::: Passage shown :::

HELSINKI, Finland, Aug. 2 (UPI) -- Dental root tip infections -- relatively common and often symptomless -- increase risk for heart disease, researchers found in a new study.
More than half the participants in a study of heart disease patients in Finland also had dental root tip infections, report researchers at the University of Helsinki, adding to growing evidence that dental problems increase risk for heart disease.
Low-grade inflammation caused by a range of dental conditions, including periodontal disease, has been linked to heart disease in previous studies.
Dental root tip infection is an immune response to infection of dental pulp, the most common cause of which are cavities. The infections are often symptomless and detected by chance in X-rays, researchers say.
For the study, published in the Journal of Dental Research, researchers took angiograms of 508 patients with a mean age of 62 who had symptoms of heart disease, 123 of whom did not have coronary heart disease, 184 had stable coronary heart disease and 169 had acute coronary syndrome.

::: Data listing :::

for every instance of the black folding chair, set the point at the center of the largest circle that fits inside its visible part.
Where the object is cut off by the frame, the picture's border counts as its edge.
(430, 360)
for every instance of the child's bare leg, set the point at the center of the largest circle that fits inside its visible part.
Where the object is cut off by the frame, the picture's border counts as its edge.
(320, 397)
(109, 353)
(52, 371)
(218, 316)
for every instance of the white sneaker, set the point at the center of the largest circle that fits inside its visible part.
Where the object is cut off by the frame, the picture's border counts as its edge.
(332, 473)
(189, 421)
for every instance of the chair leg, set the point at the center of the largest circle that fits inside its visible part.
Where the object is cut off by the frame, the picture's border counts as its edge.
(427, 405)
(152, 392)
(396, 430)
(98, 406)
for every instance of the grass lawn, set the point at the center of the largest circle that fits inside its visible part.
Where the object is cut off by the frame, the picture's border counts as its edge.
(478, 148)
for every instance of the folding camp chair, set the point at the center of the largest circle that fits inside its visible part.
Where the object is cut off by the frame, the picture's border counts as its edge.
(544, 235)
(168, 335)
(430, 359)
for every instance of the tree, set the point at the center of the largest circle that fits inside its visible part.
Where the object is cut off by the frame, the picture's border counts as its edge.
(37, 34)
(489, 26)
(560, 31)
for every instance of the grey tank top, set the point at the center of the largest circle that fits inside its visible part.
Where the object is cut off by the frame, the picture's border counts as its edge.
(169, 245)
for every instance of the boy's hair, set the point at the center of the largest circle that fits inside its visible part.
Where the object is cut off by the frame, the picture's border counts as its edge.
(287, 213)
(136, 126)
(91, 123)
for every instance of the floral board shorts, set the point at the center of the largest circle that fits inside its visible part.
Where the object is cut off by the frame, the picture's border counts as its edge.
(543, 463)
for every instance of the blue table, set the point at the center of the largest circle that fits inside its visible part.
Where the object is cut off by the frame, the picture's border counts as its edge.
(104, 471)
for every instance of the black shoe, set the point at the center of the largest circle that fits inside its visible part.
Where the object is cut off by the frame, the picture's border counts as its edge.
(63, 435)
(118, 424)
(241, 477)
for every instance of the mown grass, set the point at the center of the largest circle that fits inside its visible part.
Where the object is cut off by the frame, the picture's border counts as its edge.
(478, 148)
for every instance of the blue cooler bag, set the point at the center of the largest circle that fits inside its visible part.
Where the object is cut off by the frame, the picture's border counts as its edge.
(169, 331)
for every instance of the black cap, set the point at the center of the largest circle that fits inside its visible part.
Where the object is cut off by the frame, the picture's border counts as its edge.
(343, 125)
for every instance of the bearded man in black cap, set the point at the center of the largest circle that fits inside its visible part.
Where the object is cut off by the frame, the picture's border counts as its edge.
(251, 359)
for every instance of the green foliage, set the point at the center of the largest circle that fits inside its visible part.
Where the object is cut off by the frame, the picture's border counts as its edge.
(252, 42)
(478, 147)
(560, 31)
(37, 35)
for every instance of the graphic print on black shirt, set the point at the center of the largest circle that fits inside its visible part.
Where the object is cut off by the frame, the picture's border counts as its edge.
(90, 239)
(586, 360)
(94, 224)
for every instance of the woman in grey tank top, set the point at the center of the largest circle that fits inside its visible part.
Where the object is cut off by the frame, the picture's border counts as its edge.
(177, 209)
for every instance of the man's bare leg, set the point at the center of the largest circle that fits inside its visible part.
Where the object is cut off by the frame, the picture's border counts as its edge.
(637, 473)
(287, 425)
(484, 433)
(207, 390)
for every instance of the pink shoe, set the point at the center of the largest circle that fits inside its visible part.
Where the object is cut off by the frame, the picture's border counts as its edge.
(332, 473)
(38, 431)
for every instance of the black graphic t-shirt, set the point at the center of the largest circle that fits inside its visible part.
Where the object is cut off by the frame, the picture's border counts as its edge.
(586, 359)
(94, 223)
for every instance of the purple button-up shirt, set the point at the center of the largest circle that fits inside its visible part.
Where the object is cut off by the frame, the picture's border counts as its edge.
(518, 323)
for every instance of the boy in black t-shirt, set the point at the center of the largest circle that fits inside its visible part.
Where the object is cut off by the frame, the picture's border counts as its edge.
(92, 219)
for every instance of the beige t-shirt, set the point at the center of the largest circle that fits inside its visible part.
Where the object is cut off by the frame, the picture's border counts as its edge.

:::

* Exercise
In the report on dental infections and heart disease, copy the stretch from "Dental root tip infection is" through "acute coronary syndrome." word for word.

* Result of this task
Dental root tip infection is an immune response to infection of dental pulp, the most common cause of which are cavities. The infections are often symptomless and detected by chance in X-rays, researchers say.
For the study, published in the Journal of Dental Research, researchers took angiograms of 508 patients with a mean age of 62 who had symptoms of heart disease, 123 of whom did not have coronary heart disease, 184 had stable coronary heart disease and 169 had acute coronary syndrome.